_Work required_
Your answer must be every line below, repeated exactly.

_Exercise materials_

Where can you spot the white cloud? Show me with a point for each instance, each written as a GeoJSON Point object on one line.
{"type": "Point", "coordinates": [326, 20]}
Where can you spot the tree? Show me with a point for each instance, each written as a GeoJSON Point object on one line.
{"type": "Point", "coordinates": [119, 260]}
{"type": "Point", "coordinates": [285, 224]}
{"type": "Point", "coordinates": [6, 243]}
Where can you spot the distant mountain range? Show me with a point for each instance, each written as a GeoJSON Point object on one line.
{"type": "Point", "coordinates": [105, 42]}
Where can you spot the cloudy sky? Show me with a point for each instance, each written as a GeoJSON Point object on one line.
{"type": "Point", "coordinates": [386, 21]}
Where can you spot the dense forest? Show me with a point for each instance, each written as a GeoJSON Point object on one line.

_Answer to the exercise_
Where can you spot the white cloud? Show me with a point for each instance, each written as a GeoJSON Point object on one line.
{"type": "Point", "coordinates": [326, 20]}
Where can you spot the tree? Show me with a point for each instance, each written as a GeoJSON Point object on one line.
{"type": "Point", "coordinates": [119, 260]}
{"type": "Point", "coordinates": [285, 224]}
{"type": "Point", "coordinates": [6, 243]}
Where can you spot the distant mountain range? Show me with a point for each instance, each written as a GeoJSON Point object on one line.
{"type": "Point", "coordinates": [105, 42]}
Where can you spot the cloudy sky? Show me with a point for each instance, each written as a GeoJSON Point object on one line.
{"type": "Point", "coordinates": [386, 21]}
Where can you spot the dense forest? Show me with a point for each instance, each written as a GeoJSON Point object on one line.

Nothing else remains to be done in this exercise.